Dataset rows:
● ● ●
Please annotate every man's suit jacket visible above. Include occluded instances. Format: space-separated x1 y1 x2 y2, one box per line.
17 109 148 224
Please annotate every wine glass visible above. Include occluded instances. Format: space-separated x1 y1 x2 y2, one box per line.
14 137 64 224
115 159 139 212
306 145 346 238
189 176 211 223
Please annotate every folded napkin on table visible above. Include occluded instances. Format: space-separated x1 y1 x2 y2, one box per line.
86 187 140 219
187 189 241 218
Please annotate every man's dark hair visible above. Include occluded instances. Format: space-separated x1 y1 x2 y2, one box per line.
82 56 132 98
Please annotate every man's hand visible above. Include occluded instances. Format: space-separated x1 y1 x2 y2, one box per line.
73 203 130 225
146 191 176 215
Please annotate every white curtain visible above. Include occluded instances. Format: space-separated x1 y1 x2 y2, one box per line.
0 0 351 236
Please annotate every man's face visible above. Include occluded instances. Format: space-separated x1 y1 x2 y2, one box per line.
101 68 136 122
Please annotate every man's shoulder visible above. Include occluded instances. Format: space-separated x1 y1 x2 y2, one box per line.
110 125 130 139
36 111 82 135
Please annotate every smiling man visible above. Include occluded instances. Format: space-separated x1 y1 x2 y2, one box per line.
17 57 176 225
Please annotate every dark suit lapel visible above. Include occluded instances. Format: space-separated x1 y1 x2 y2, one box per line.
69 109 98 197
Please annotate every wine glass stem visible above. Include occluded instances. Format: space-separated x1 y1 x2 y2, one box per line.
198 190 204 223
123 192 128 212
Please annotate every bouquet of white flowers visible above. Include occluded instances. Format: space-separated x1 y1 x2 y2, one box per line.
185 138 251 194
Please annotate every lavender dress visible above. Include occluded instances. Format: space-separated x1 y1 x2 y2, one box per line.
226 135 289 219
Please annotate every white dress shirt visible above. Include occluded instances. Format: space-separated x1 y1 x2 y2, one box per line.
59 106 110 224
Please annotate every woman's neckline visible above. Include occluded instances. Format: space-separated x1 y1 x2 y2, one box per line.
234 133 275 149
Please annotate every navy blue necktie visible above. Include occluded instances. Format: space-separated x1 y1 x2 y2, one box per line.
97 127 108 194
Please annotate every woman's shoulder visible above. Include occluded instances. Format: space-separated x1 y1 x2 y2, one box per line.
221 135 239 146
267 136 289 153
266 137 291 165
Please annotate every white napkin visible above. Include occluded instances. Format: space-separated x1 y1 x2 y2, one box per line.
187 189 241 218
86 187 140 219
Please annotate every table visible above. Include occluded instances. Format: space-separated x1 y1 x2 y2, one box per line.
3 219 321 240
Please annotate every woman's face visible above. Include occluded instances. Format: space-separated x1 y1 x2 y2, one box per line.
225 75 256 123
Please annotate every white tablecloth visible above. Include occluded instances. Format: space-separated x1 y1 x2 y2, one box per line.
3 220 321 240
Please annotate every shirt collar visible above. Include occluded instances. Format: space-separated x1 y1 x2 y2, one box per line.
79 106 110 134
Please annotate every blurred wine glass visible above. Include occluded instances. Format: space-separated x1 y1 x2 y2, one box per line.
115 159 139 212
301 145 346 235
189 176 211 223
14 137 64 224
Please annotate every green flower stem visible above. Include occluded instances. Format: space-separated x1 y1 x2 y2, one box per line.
● ● ●
■ Short problem:
Arrange everything from the line containing "Please annotate every wine glass visible" down to the line containing "185 138 251 194" as a Markdown table with the columns Row and Line. Number each line in the Row column and leave out blank lines.

■ Reply:
| Row | Line |
|---|---|
| 1 | Please annotate every wine glass visible above. Include occluded instances. Format: space-separated x1 y1 x2 y2, one box per line. |
| 2 | 14 137 64 224 |
| 3 | 115 159 139 212 |
| 4 | 306 145 346 238 |
| 5 | 189 176 211 223 |
| 6 | Please annotate every folded napkin on table visible above. Include occluded instances. Format: space-separated x1 y1 x2 y2, one box per line. |
| 7 | 86 187 140 219 |
| 8 | 187 189 241 218 |
| 9 | Please annotate every man's dark hair visible above. Include occluded instances. Format: space-separated x1 y1 x2 y2, one box per line. |
| 10 | 82 56 132 98 |
| 11 | Please annotate every man's hand visible above. Include occluded instances. Format: space-separated x1 y1 x2 y2, one box per line. |
| 12 | 73 203 130 225 |
| 13 | 146 191 176 215 |
| 14 | Please annotate every white curtain visible above. Include occluded instances. Format: space-separated x1 y1 x2 y2, one box per line. |
| 15 | 0 0 351 236 |
| 16 | Please annotate every man's face visible above. Include occluded instances. Format: space-separated x1 y1 x2 y2, one box per line. |
| 17 | 101 68 136 122 |
| 18 | Please annotate every man's shoulder visible above. Include occluded instances. Format: space-separated x1 y1 x2 y2, one box per line. |
| 19 | 110 125 130 139 |
| 20 | 36 111 82 135 |
| 21 | Please annotate every smiling man visible above. Include occluded instances. Format: space-separated x1 y1 x2 y2, one box per line. |
| 22 | 17 57 176 225 |
| 23 | Please annotate every dark suit lapel visible above. Include occluded instances. Format: space-separated x1 y1 x2 y2, one box per line. |
| 24 | 69 109 98 197 |
| 25 | Please annotate every wine glass stem visible above. Include occluded instances. Format: space-separated x1 y1 x2 y2, one box per line. |
| 26 | 198 190 204 223 |
| 27 | 123 192 128 212 |
| 28 | Please annotate every bouquet of white flowers visible above. Include occluded instances. Format: space-separated x1 y1 x2 y2, one box per line. |
| 29 | 185 138 251 194 |